__What the exercise asks__
Locate every line in the material below that has the word "water". Copy each of those lines.

═════ Available records ═════

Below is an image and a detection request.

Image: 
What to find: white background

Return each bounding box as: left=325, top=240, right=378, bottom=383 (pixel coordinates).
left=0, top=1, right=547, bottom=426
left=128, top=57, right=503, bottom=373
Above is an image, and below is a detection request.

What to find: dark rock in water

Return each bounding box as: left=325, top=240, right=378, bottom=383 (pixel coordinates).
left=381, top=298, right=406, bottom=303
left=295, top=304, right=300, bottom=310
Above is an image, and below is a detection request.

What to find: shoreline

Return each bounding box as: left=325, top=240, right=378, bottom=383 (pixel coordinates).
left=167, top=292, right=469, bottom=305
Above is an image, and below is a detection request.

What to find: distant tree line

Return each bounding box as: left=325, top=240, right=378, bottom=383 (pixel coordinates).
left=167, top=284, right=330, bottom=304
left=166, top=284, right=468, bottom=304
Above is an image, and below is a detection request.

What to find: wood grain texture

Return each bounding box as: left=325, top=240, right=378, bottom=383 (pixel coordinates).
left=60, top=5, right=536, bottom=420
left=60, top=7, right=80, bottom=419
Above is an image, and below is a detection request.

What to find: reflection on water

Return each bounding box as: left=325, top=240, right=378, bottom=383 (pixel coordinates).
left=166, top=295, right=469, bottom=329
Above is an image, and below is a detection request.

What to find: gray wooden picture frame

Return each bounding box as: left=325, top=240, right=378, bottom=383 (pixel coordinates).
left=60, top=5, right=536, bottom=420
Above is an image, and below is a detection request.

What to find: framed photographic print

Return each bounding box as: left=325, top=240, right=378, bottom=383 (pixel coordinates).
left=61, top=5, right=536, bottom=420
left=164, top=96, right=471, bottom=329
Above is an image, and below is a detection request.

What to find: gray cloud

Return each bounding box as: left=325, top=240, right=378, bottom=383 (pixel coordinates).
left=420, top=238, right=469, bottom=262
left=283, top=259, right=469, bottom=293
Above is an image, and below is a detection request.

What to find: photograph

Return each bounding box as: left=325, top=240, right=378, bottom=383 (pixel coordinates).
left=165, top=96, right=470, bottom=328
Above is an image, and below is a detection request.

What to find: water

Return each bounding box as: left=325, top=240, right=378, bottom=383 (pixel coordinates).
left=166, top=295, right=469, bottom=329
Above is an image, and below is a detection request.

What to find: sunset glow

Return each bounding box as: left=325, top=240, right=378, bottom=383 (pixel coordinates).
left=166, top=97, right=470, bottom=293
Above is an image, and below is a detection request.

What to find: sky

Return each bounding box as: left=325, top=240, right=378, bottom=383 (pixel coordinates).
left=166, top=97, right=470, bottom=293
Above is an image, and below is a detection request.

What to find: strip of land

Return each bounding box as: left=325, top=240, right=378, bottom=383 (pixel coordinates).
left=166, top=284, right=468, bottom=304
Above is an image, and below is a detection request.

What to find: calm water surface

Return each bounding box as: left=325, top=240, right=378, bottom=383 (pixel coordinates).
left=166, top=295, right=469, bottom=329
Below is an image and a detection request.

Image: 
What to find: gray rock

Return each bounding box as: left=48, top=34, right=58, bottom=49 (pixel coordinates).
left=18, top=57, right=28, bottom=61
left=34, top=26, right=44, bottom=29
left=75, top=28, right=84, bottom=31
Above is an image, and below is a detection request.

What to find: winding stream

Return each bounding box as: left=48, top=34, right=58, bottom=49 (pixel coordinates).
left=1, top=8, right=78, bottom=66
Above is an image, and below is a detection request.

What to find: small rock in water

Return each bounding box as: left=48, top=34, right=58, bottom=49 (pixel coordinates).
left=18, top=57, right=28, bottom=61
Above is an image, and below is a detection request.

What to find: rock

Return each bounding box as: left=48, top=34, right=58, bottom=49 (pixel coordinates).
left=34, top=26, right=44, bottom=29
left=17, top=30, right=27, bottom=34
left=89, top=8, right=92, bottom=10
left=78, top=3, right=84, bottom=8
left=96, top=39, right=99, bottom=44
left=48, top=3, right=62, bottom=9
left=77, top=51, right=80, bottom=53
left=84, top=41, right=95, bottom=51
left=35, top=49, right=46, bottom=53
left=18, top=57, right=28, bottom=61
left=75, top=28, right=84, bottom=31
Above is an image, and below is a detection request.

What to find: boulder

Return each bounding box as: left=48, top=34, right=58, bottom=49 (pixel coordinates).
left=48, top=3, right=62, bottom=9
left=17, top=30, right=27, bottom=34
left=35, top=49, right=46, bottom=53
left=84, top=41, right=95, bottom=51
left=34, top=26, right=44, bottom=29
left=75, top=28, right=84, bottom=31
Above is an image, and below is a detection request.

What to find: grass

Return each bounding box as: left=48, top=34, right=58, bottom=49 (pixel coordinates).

═════

__Written solution__
What to find: dark rock in water
What to find: reflection on water
What to find: water
What to find: calm water surface
What to find: small rock in water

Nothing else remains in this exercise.